» **The problem**
How many lines in the rows below contain the string "white"? Case counts. Reply with the number only.

— Start Records provided —

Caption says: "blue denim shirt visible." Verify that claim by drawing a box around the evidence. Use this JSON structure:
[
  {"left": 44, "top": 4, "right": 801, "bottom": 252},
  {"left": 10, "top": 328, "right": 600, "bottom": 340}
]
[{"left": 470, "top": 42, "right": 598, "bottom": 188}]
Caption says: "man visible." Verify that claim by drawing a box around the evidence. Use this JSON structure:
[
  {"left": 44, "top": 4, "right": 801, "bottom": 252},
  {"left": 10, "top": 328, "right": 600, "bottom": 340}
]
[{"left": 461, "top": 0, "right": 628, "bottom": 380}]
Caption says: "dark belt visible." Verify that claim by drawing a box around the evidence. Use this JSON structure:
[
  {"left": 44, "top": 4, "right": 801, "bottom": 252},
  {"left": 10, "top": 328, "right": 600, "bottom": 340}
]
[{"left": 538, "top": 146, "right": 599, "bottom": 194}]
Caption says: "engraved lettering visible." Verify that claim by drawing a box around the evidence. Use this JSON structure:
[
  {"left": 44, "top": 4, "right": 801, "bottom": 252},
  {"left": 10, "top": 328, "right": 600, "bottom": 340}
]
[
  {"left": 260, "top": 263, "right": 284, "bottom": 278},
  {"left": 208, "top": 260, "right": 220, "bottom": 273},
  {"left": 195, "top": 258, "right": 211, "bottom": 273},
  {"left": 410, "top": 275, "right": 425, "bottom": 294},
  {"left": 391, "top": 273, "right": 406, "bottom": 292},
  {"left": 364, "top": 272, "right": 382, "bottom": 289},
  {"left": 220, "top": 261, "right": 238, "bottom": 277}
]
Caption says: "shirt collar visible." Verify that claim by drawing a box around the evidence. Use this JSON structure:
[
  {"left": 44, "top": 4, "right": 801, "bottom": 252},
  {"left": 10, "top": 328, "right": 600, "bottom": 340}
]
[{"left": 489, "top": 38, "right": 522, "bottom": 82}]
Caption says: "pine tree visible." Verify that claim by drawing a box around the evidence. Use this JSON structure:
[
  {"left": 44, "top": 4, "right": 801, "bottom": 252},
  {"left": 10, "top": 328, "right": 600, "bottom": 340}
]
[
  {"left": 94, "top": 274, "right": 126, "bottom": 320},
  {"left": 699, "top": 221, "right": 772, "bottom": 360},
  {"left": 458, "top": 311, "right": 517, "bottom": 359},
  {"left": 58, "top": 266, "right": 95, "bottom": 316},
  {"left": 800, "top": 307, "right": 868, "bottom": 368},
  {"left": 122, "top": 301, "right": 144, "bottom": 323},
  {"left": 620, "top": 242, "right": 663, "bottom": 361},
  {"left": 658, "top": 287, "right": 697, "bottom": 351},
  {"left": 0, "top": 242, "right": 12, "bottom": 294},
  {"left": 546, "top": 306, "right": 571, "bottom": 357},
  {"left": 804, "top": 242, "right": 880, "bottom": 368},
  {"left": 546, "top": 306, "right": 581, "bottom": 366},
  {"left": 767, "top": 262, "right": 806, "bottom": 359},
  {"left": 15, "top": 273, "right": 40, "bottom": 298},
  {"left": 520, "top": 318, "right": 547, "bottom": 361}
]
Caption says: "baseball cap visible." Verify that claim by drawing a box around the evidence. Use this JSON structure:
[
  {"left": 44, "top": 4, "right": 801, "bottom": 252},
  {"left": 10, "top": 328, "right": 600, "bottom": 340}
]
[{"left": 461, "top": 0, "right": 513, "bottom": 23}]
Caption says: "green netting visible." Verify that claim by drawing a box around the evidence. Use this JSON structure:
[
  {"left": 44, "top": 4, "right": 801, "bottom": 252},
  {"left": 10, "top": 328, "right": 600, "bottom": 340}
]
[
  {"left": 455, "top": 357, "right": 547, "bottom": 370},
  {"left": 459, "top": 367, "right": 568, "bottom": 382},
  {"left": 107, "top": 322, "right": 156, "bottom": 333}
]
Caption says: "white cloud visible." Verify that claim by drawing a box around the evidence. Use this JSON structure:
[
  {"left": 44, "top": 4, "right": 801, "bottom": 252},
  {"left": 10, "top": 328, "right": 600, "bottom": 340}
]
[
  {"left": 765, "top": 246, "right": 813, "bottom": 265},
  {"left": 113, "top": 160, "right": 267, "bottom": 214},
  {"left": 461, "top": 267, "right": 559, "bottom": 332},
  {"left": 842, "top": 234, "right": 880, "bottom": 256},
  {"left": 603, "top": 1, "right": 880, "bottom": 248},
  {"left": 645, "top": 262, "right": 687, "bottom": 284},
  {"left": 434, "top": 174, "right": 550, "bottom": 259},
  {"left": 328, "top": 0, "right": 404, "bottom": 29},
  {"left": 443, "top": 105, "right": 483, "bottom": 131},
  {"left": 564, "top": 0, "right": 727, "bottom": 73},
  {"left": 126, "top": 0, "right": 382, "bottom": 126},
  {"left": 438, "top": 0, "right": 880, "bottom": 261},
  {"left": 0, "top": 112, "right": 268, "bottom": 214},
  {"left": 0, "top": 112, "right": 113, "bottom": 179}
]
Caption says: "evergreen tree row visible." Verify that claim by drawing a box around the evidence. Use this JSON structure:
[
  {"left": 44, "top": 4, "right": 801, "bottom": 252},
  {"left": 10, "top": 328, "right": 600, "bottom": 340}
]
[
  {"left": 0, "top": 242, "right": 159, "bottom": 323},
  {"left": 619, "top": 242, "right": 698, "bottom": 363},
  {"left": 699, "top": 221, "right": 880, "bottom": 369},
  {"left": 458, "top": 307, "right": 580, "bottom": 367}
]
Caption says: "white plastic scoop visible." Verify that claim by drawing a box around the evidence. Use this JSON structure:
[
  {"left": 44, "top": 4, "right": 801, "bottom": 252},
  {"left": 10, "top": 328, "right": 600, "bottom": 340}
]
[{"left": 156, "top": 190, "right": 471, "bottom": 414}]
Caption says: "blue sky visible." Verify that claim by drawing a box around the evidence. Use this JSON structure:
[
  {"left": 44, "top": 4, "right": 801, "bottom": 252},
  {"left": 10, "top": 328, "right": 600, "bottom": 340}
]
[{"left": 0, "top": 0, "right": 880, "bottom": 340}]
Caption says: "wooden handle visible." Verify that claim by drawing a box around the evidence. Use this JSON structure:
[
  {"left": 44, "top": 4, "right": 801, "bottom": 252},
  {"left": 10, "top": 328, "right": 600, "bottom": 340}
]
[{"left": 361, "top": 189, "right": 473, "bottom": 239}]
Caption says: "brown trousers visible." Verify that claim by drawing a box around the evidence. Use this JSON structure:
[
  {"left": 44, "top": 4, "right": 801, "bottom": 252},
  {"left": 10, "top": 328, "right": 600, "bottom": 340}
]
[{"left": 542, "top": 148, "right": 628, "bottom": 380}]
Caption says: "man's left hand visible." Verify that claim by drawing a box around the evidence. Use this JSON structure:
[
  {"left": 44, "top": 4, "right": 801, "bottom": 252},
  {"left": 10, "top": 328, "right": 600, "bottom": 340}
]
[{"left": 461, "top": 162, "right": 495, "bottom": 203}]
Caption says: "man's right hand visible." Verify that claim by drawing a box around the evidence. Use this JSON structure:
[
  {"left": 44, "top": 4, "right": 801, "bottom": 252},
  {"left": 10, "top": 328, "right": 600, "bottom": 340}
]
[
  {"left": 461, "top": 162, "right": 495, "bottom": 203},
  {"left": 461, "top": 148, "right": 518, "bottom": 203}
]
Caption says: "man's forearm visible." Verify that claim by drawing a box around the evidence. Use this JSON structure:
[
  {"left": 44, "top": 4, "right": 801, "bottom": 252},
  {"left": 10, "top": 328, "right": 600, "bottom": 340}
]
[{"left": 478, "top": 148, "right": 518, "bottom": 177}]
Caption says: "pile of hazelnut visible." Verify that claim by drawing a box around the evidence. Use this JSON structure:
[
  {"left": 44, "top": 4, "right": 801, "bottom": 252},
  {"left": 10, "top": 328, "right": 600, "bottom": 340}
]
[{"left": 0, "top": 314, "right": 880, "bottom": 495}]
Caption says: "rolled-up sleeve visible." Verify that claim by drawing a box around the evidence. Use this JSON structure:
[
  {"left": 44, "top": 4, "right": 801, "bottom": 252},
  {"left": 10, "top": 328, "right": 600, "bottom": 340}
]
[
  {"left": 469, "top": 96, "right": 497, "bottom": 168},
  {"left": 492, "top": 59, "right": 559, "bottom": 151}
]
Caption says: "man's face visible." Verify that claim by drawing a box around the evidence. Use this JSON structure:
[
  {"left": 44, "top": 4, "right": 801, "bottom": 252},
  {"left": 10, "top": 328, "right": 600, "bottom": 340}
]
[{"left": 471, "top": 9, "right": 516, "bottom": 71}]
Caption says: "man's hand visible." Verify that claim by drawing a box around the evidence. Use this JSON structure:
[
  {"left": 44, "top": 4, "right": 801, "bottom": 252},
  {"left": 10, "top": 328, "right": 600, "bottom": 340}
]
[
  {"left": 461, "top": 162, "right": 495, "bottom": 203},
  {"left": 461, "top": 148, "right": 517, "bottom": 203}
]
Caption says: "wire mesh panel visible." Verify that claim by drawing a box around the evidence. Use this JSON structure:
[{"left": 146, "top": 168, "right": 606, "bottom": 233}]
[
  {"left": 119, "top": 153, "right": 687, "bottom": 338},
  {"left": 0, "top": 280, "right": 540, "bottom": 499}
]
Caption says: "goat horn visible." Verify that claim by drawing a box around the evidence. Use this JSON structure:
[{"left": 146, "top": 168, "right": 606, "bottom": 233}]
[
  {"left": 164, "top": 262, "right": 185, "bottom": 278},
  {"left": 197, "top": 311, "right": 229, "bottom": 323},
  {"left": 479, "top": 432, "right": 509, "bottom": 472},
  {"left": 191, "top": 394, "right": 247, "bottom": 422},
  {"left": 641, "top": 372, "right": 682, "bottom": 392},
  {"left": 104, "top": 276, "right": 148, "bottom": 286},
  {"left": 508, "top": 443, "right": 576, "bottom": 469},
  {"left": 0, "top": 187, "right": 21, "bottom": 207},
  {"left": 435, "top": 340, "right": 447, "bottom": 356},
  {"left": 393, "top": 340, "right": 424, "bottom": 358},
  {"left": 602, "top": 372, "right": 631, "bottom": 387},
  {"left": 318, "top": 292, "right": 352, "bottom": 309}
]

— End Records provided —

» **Exercise output**
2